### WORK REQUIRED:
Copy out the lines of the records word for word, starting at the line that contains "the yellow flower" and ending at the line that contains "pixel 204 386", with both of those lines included.

(Dataset rows showing where objects appear)
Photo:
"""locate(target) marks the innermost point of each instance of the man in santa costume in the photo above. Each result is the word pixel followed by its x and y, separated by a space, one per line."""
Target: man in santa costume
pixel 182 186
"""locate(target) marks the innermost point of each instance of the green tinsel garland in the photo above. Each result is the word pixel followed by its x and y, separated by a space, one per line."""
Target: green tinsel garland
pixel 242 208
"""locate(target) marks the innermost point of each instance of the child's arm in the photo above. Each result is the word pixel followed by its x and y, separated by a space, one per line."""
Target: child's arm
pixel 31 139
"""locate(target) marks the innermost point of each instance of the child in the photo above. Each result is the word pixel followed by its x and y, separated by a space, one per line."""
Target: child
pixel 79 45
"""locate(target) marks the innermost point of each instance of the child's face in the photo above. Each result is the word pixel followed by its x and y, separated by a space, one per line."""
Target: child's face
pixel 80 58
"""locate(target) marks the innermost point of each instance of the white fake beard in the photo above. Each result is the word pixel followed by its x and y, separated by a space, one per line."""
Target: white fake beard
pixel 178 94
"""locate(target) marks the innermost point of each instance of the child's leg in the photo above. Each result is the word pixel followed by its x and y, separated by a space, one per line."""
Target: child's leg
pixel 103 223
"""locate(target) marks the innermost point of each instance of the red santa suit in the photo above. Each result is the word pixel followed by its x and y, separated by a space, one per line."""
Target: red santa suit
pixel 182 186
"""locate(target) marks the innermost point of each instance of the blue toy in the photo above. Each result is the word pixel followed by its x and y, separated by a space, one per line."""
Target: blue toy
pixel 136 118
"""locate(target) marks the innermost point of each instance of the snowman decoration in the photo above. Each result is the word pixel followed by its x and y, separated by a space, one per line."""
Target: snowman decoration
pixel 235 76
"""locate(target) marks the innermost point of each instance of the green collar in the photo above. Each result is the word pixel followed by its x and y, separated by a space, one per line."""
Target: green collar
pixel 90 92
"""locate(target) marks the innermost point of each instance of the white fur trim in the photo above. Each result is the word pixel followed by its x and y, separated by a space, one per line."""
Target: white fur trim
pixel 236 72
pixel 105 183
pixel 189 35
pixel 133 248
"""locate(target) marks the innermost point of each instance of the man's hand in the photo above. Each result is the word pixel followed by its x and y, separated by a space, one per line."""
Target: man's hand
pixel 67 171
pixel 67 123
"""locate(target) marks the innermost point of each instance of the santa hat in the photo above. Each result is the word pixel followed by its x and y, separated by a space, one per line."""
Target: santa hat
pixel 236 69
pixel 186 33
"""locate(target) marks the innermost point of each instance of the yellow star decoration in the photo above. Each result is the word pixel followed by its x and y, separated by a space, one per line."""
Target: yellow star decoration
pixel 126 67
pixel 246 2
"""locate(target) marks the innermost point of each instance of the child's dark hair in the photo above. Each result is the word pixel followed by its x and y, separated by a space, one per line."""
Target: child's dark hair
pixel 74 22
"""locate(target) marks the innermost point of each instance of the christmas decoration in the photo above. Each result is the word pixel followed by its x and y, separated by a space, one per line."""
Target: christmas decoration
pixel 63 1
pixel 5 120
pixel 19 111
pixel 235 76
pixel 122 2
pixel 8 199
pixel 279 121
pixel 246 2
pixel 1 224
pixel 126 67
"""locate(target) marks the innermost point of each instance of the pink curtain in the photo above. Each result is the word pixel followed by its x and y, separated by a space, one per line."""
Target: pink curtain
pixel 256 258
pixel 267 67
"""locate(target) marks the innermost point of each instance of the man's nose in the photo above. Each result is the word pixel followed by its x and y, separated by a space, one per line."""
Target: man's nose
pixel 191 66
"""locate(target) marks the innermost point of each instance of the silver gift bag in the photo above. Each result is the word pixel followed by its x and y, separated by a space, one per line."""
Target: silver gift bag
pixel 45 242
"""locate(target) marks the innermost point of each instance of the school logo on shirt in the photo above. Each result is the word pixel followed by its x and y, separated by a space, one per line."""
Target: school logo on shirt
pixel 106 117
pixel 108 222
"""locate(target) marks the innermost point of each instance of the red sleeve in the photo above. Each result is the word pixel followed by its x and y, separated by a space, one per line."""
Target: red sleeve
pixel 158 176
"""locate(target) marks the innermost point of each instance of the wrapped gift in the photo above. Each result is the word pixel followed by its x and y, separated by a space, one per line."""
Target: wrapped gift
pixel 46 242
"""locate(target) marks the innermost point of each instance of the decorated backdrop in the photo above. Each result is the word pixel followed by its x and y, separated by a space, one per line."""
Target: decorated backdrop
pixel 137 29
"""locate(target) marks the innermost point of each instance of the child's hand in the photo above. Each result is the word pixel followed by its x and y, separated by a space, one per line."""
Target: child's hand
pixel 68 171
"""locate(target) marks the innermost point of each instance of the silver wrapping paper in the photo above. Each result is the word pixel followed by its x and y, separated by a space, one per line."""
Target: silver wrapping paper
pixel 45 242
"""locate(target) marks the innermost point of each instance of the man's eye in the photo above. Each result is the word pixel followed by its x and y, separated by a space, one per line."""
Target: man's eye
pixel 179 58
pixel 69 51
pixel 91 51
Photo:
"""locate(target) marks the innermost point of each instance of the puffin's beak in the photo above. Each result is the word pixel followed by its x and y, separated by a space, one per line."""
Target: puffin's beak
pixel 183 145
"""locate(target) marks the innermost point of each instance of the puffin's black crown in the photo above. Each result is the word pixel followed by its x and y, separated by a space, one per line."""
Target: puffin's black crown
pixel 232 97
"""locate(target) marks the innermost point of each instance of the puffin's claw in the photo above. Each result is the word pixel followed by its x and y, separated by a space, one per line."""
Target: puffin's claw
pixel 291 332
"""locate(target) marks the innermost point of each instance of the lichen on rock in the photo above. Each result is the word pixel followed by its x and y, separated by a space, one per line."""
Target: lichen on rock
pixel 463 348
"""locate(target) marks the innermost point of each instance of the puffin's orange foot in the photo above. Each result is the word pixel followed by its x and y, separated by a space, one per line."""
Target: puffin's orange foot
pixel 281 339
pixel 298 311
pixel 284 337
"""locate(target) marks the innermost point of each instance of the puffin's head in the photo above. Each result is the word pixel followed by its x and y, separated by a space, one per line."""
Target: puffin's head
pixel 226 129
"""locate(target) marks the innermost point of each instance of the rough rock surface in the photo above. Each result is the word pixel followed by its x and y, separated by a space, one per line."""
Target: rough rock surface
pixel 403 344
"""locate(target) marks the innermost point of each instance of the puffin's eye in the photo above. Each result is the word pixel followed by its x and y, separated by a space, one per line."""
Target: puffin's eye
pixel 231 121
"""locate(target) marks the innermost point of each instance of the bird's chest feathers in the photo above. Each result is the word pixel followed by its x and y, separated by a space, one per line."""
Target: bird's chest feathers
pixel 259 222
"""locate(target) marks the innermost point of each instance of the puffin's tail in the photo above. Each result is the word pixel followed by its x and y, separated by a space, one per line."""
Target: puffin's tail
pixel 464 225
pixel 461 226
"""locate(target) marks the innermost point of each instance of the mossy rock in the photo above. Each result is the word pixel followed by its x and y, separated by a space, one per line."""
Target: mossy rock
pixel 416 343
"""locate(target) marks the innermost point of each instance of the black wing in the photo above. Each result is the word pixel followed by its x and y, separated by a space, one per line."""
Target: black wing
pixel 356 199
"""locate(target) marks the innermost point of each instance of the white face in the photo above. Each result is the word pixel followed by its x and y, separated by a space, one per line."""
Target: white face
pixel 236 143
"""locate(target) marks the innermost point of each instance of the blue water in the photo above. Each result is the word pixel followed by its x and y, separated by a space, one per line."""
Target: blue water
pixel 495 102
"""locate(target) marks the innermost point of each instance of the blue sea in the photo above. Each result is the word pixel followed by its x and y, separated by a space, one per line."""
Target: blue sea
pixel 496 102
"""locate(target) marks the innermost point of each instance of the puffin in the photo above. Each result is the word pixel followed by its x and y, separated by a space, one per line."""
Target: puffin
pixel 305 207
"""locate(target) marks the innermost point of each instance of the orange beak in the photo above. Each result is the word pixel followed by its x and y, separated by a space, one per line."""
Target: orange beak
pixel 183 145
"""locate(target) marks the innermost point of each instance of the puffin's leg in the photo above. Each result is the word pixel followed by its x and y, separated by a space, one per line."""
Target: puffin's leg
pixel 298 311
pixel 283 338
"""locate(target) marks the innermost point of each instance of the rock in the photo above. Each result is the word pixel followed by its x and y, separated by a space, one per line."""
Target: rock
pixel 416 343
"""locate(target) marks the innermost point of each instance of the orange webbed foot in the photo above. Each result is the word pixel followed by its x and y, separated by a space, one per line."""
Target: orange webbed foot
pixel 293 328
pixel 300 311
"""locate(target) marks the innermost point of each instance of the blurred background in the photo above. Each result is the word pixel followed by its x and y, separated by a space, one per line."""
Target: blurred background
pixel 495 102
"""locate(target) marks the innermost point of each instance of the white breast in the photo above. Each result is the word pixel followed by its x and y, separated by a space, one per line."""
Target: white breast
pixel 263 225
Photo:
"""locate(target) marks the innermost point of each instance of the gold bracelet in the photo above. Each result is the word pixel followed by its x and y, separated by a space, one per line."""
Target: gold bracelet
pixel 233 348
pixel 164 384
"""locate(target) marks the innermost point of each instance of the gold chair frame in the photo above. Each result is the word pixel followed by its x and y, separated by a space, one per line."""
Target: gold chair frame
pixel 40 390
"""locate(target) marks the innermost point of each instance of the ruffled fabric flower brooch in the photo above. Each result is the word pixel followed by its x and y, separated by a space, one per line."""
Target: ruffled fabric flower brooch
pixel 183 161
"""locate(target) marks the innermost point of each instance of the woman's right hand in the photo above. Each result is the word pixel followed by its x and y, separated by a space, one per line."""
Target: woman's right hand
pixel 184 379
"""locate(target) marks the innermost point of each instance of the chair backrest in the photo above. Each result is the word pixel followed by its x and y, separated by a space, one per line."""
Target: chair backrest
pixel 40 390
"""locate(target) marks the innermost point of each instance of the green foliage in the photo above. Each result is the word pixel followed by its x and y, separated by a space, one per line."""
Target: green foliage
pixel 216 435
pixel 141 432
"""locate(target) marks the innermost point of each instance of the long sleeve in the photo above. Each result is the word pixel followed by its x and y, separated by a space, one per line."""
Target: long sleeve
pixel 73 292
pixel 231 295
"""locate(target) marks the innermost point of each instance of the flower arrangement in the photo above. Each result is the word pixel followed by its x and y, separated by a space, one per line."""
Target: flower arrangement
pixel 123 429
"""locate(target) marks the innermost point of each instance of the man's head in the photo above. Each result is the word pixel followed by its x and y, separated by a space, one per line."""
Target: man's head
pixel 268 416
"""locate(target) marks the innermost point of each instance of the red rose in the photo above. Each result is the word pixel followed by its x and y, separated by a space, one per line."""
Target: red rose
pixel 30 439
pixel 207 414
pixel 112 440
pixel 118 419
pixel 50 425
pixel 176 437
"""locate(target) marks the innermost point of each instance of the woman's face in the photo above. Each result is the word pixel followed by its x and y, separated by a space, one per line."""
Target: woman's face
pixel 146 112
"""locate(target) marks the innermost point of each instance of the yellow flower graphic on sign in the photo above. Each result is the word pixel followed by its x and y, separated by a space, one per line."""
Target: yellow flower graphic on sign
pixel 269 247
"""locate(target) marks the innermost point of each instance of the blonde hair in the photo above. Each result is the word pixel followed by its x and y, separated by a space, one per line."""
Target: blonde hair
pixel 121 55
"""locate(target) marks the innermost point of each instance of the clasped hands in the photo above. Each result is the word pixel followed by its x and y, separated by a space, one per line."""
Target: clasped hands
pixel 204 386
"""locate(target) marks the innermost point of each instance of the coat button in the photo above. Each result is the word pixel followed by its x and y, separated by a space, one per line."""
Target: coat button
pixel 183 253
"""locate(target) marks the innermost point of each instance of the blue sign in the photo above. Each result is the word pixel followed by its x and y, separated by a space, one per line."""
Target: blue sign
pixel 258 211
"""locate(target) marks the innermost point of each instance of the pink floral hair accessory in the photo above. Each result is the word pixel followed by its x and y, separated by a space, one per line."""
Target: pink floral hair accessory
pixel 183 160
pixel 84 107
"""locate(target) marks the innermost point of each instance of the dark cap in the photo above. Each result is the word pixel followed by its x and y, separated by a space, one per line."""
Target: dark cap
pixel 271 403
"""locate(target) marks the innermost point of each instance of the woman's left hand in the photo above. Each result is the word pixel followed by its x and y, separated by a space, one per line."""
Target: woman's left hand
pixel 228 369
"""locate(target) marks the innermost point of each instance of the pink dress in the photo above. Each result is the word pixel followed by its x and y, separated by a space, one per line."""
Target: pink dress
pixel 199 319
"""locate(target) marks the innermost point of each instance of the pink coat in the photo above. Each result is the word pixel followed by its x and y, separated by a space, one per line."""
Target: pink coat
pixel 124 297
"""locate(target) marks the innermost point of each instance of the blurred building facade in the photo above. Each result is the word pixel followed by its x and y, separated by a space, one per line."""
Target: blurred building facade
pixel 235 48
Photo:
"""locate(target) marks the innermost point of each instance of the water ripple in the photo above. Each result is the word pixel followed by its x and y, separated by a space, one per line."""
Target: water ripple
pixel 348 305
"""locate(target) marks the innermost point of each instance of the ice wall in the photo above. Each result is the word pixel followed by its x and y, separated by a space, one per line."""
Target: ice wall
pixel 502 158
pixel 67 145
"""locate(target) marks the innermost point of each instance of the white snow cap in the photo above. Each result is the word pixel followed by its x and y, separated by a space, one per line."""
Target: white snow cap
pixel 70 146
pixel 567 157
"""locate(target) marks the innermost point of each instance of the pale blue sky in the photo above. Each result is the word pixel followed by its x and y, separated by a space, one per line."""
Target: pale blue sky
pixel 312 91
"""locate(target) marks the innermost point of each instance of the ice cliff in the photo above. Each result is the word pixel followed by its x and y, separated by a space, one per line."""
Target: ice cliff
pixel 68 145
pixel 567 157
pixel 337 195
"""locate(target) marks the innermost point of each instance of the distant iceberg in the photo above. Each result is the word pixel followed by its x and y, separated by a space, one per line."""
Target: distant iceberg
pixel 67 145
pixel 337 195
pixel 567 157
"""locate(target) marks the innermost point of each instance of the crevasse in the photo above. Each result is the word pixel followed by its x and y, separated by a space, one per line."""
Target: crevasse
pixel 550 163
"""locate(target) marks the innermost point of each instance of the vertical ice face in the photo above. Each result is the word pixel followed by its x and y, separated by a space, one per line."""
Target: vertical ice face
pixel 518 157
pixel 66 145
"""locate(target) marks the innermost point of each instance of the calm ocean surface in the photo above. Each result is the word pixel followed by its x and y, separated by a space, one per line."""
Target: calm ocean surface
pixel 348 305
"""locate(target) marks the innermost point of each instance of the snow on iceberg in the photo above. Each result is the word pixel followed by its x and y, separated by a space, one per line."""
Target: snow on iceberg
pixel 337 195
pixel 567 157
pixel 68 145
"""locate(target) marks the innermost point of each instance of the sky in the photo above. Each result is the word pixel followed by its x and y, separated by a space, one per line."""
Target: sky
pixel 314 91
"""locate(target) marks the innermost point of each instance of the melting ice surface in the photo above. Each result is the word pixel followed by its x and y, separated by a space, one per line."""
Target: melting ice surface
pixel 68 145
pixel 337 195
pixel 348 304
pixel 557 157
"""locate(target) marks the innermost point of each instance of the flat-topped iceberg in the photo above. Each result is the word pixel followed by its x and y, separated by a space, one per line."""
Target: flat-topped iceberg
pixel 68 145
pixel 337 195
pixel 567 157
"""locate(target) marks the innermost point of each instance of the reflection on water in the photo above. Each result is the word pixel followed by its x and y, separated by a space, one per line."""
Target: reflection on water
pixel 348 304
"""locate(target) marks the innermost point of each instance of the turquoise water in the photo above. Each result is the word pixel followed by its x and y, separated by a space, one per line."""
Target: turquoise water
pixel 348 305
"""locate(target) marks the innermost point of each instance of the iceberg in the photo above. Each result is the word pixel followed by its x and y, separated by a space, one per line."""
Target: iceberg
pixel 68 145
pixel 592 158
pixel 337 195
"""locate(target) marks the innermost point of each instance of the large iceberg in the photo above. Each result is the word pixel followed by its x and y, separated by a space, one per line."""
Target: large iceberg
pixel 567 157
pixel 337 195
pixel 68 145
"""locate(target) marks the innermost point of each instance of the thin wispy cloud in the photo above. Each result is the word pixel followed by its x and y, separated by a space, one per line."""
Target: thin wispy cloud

### SOLUTION TO THE PROBLEM:
"""locate(target) marks the innermost point of each instance of the yellow flower graphic on sign in the photo above. Each result is the word pixel followed by its x and y, separated by a space, one per line."""
Target: yellow flower graphic on sign
pixel 269 247
"""locate(target) marks the innermost point of each instance of the blonde hair in the photo above. Each result is the word pixel followed by its x and y, separated by a space, one per line."""
Target: blonde hair
pixel 121 55
"""locate(target) marks the innermost point of each instance of the clasped hands in the photo above. Each result is the word pixel followed by its x and y, separated by a space, one per line."""
Target: clasped hands
pixel 204 386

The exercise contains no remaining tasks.